*What the exercise asks*.
Format every line of the material below as a JSON list of strings, with one string per line and any blank lines omitted.

*Information shown*.
· · · ·

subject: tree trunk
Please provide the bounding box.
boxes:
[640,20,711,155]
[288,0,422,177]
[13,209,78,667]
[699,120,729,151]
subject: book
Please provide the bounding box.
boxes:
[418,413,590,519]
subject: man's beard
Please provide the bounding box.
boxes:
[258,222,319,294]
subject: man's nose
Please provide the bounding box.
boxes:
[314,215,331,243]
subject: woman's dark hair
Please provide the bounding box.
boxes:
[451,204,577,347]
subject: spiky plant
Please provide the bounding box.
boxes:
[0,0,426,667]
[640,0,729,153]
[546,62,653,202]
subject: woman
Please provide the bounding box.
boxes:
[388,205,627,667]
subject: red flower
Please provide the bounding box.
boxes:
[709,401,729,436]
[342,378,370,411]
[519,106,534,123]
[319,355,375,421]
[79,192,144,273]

· · · ·

*Exercise solution*.
[
  "subject: tree trunk",
  "Please provide the bounding box.",
  "boxes:",
  "[640,20,711,155]",
  "[288,0,422,177]",
  "[13,209,78,667]",
  "[699,120,729,151]",
  "subject: book",
  "Please provide the bounding box.",
  "boxes:",
  "[418,413,590,519]",
  "subject: man's beard",
  "Please provide the bounding box.",
  "boxes:",
  "[258,222,319,294]",
  "subject: man's nose",
  "Please provide the bounding box.",
  "boxes:",
  "[314,215,331,243]",
  "subject: woman's dark hair",
  "Please provide the bounding box.",
  "boxes:",
  "[451,204,577,347]",
  "subject: spiky plant",
  "Please provide the bounding box.",
  "boxes:",
  "[0,0,426,667]",
  "[640,0,729,153]",
  "[546,62,653,202]",
  "subject: woman",
  "Please provide the bounding box.",
  "boxes:",
  "[388,205,627,667]",
  "subject: red flower",
  "Please provide the bounding box.",
  "boxes:",
  "[709,401,729,436]",
  "[342,378,370,411]",
  "[519,106,534,123]",
  "[319,355,375,421]",
  "[79,192,144,273]"
]